* [Assignment]:
When you return the lines below, go from the first through the line with "Query: shirt collar", keep them exact, and leave out every picture.

* [Referring expression data]:
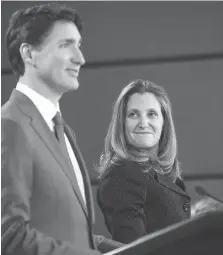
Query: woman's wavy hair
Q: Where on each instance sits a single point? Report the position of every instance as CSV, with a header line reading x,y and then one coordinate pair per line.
x,y
116,147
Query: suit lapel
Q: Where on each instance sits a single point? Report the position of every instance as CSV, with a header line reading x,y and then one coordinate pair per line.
x,y
45,134
87,184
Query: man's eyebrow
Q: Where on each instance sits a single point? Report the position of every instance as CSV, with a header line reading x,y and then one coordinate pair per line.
x,y
71,40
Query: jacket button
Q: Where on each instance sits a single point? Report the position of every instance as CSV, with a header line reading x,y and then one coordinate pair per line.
x,y
186,206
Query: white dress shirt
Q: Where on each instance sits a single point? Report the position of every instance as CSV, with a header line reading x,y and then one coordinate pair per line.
x,y
48,111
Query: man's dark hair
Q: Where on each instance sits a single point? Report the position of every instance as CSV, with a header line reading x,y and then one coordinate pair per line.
x,y
32,25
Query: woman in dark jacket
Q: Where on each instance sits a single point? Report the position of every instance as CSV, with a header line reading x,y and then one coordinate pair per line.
x,y
141,188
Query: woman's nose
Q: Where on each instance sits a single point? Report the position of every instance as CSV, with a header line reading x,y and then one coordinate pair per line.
x,y
143,122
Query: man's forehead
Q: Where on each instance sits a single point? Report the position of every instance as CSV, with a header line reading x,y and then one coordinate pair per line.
x,y
63,30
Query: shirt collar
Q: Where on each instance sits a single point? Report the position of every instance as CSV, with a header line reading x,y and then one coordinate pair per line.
x,y
45,107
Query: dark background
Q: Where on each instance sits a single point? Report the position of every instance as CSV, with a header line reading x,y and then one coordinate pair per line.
x,y
178,45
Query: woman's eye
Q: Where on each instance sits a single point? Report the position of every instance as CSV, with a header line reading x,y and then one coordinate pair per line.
x,y
153,114
64,45
132,115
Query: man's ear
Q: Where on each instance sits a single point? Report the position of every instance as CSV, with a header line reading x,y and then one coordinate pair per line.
x,y
27,53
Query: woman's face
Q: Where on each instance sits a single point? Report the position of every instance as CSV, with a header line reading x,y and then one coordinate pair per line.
x,y
143,121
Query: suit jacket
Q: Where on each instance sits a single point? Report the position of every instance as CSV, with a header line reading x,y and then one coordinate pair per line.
x,y
43,211
136,203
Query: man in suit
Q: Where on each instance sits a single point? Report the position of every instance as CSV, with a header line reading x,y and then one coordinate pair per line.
x,y
47,205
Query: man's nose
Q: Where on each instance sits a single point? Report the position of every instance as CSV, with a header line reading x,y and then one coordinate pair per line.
x,y
78,57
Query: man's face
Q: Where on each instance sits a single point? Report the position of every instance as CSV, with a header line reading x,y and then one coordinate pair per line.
x,y
59,58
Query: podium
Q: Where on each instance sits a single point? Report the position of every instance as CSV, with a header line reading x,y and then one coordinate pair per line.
x,y
200,235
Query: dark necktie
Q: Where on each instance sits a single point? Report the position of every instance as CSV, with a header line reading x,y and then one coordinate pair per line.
x,y
59,132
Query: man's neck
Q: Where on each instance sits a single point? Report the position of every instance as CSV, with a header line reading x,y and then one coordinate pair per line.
x,y
41,89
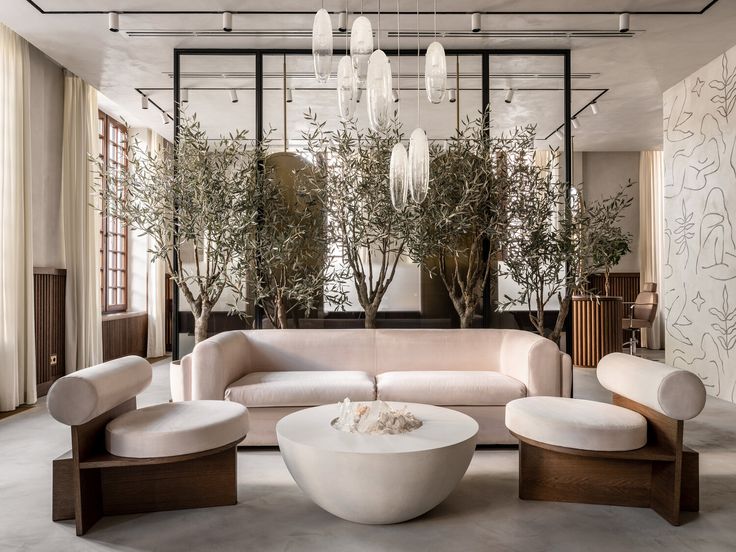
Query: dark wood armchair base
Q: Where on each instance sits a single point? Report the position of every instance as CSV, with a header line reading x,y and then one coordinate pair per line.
x,y
663,475
89,483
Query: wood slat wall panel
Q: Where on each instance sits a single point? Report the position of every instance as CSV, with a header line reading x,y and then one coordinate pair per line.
x,y
597,329
49,293
124,335
623,284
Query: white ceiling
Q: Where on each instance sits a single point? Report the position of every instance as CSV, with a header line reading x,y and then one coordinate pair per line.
x,y
634,71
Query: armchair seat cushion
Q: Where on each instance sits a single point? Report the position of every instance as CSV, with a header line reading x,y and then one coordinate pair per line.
x,y
307,388
576,423
449,388
173,429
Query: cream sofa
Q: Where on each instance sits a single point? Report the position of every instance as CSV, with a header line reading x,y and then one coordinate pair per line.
x,y
276,372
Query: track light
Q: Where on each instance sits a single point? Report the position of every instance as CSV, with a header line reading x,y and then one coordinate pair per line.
x,y
227,21
342,22
475,22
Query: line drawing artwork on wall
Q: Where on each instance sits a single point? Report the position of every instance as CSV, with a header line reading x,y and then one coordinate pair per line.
x,y
707,364
717,248
725,87
676,316
684,233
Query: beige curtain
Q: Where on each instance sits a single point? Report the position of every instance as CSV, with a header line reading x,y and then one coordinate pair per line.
x,y
651,235
17,348
81,224
156,278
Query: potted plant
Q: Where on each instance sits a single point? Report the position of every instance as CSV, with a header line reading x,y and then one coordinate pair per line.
x,y
194,203
460,224
352,170
289,268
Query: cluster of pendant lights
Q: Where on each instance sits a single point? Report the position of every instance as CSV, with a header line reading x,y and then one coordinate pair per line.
x,y
370,69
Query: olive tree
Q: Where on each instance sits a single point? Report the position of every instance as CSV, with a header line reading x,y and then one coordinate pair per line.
x,y
192,202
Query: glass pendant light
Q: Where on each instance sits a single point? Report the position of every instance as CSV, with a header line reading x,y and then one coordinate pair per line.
x,y
418,148
322,45
435,72
398,176
347,88
418,165
361,47
435,67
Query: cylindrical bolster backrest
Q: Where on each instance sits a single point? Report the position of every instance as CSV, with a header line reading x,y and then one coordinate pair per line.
x,y
676,393
82,396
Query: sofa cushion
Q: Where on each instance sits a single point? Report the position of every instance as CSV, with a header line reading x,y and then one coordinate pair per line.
x,y
314,388
449,388
173,429
577,423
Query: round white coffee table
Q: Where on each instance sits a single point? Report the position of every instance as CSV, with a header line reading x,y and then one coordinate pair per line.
x,y
377,479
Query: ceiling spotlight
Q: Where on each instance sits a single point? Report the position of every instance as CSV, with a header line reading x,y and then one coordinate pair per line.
x,y
113,21
227,21
342,22
475,22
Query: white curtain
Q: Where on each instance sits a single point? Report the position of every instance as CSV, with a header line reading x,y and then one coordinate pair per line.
x,y
17,347
81,223
156,281
651,235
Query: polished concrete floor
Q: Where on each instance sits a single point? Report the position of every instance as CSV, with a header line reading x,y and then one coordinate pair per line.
x,y
484,513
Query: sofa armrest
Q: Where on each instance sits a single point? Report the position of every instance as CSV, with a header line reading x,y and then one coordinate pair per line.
x,y
217,362
533,360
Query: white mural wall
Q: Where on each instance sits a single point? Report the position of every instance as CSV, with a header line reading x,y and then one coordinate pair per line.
x,y
700,213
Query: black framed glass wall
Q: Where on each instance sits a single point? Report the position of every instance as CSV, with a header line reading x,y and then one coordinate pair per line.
x,y
274,89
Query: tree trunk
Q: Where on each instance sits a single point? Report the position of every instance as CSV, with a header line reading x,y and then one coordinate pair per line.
x,y
281,314
200,326
370,316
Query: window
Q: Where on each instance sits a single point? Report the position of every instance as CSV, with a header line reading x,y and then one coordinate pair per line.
x,y
113,137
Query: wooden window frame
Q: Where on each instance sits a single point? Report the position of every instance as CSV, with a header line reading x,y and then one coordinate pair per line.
x,y
121,271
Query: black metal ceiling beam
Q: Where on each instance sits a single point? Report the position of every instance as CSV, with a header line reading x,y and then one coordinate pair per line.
x,y
702,11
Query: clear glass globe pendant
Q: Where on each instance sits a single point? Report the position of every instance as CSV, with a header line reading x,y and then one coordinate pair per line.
x,y
379,90
398,177
322,45
361,47
418,165
435,72
347,88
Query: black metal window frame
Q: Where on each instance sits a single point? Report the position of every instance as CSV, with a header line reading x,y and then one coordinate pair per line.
x,y
485,54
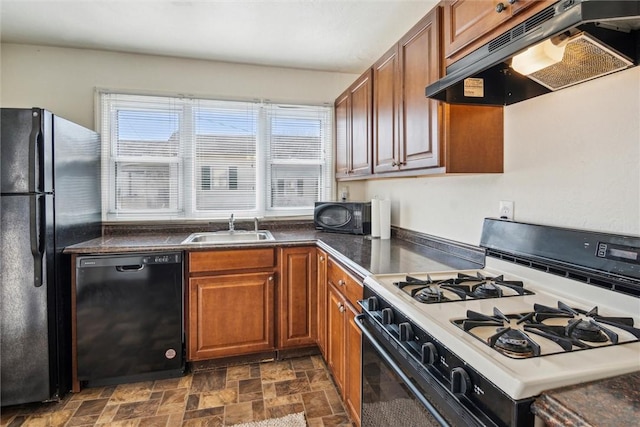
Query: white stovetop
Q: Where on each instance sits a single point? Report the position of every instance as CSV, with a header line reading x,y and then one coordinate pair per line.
x,y
522,378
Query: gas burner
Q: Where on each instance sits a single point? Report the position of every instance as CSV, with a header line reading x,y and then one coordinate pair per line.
x,y
571,329
429,294
486,290
515,343
586,331
460,287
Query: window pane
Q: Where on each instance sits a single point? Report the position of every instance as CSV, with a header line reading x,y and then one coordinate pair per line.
x,y
147,133
146,186
226,139
296,138
294,186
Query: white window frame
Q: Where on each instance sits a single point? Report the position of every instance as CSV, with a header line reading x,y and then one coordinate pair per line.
x,y
188,181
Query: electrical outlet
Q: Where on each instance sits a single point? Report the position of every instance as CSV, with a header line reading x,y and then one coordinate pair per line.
x,y
506,209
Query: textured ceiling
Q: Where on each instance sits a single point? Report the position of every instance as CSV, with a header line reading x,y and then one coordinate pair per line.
x,y
330,35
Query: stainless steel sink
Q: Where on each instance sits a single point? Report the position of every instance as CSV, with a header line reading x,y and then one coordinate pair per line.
x,y
226,236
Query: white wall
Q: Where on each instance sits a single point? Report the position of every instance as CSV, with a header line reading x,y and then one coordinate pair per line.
x,y
572,158
64,80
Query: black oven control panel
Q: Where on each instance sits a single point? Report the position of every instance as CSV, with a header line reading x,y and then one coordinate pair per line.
x,y
618,252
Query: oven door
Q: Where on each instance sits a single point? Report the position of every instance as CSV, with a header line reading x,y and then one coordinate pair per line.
x,y
398,390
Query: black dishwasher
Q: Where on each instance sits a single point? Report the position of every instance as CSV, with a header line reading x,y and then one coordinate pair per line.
x,y
129,318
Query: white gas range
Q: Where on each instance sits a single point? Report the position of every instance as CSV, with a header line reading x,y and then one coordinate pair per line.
x,y
498,337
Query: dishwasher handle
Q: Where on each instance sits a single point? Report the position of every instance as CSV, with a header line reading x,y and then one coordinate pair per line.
x,y
130,267
132,262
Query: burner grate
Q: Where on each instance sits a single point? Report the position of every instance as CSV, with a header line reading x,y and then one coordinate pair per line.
x,y
460,288
577,330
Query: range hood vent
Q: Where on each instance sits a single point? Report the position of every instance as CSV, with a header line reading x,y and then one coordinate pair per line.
x,y
567,43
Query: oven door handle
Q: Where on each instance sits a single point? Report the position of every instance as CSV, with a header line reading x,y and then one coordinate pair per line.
x,y
407,381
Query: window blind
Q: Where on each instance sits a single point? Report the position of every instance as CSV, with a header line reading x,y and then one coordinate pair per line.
x,y
298,162
183,158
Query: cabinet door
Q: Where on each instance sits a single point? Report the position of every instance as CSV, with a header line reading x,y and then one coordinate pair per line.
x,y
336,336
361,126
386,99
353,364
467,20
321,282
342,107
420,66
297,297
230,315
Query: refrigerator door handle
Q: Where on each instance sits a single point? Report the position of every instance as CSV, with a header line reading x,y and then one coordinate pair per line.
x,y
36,219
35,152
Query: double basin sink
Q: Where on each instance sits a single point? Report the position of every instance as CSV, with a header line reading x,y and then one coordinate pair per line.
x,y
228,236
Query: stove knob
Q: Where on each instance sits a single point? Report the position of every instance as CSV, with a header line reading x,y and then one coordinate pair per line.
x,y
429,354
460,382
387,316
406,332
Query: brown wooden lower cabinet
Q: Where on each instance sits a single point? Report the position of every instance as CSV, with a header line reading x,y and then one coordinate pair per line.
x,y
343,351
353,373
230,302
230,315
297,297
321,281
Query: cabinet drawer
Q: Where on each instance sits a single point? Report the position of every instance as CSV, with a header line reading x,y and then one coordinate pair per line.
x,y
235,259
344,282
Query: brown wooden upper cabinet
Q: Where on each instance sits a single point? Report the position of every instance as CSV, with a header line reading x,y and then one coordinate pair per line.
x,y
414,135
405,123
353,129
469,24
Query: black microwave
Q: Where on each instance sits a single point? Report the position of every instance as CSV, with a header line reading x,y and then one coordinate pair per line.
x,y
343,217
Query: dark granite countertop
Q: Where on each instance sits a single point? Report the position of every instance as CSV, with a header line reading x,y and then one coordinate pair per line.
x,y
361,253
612,402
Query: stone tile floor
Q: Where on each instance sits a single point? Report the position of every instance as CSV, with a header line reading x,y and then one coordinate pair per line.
x,y
220,396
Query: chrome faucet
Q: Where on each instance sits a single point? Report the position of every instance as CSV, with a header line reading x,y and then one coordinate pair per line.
x,y
232,226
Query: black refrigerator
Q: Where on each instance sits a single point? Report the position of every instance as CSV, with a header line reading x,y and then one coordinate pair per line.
x,y
50,181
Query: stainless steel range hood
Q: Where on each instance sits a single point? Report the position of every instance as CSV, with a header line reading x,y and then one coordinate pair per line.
x,y
590,38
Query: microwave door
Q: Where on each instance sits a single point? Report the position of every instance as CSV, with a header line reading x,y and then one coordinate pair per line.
x,y
335,217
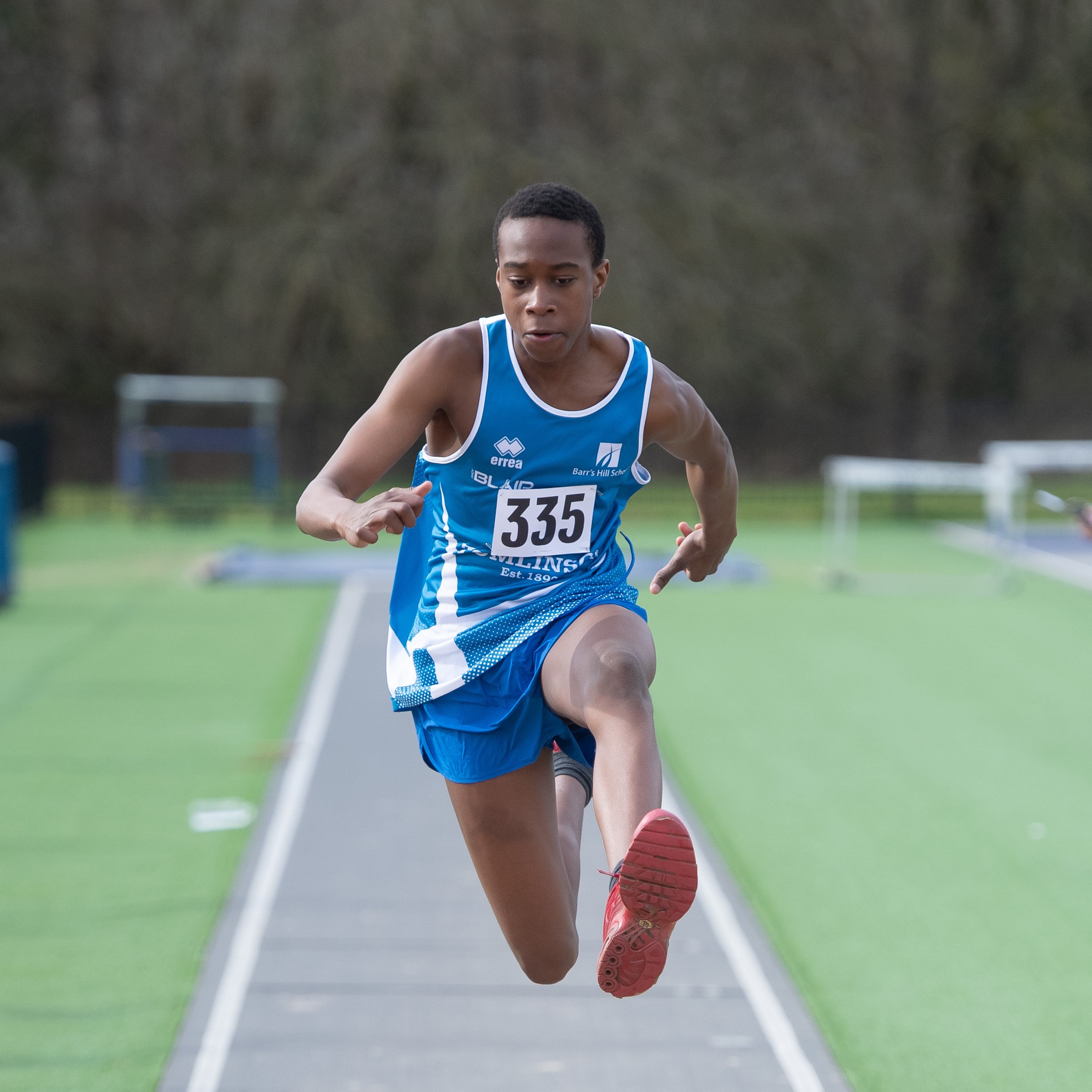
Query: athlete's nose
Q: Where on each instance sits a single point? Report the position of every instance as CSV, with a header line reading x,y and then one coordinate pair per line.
x,y
539,305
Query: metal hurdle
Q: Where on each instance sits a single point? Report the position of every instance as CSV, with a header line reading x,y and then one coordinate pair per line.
x,y
139,442
848,477
9,515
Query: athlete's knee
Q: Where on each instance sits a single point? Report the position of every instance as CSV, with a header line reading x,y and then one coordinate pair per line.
x,y
548,966
622,674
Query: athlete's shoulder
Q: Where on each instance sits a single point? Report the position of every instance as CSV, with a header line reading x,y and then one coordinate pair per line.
x,y
672,403
457,348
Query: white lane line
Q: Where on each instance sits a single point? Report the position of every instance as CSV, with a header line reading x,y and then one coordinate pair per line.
x,y
748,971
240,968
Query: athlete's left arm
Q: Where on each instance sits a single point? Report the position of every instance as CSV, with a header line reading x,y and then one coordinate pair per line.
x,y
681,423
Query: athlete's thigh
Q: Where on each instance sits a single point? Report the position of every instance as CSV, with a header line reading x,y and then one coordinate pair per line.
x,y
603,638
510,828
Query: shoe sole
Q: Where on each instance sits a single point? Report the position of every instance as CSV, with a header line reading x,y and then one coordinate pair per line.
x,y
633,960
658,882
659,875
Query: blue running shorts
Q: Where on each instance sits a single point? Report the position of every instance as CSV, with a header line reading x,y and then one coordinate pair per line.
x,y
500,722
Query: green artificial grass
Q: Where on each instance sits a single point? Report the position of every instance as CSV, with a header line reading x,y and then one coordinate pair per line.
x,y
872,768
127,691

* [Result of this exercise]:
Query: woman's wavy hair
Q: Where on each instance sits a single point? Report the position of every instance as CSV, with a header line reading x,y and then one coordinate pair per line.
x,y
116,147
Query: suit lapel
Q: Where on each instance sits a single point? Report the position of every instance as CSV, with a header line reading x,y and then one coordinate pair per line.
x,y
45,134
87,184
Query: man's eyebrow
Q: Where on each instance sits a single point? Report the position of every instance as CSV, with a header line reading x,y and then one coordinate pair per line.
x,y
71,40
Query: jacket button
Q: Where on each instance sits a single point? Report the position of every instance as CSV, with a header line reading x,y and then one coordinate pair per line.
x,y
186,206
Query: white dress shirt
Q: Where on each instance sits a single point? Report the position of every instance as CSV, with a header line reading x,y and then one coordinate pair per line.
x,y
48,111
Query: man's dark hair
Q: Where on each instance sits a single point? Report the position of every instance as CSV, with a header line reading x,y and then one coordinate pair per line.
x,y
32,25
Query: woman in dark jacket
Q: Where on each instance sits a single point? Report the position of every instance as CSV, with a header line reading x,y and then one coordinate pair per line.
x,y
141,188
Query: woman's nose
Q: Where on each instance sits a single point? Report the position of every instance as CSV, with a header line reading x,y and then one coordinate pair per line.
x,y
143,122
Query: man's forehead
Q: Where on each instance sits a single point? Report the position of every instance as CSV, with a header line reading x,y and then one coordinate pair per line.
x,y
63,30
Query: shirt collar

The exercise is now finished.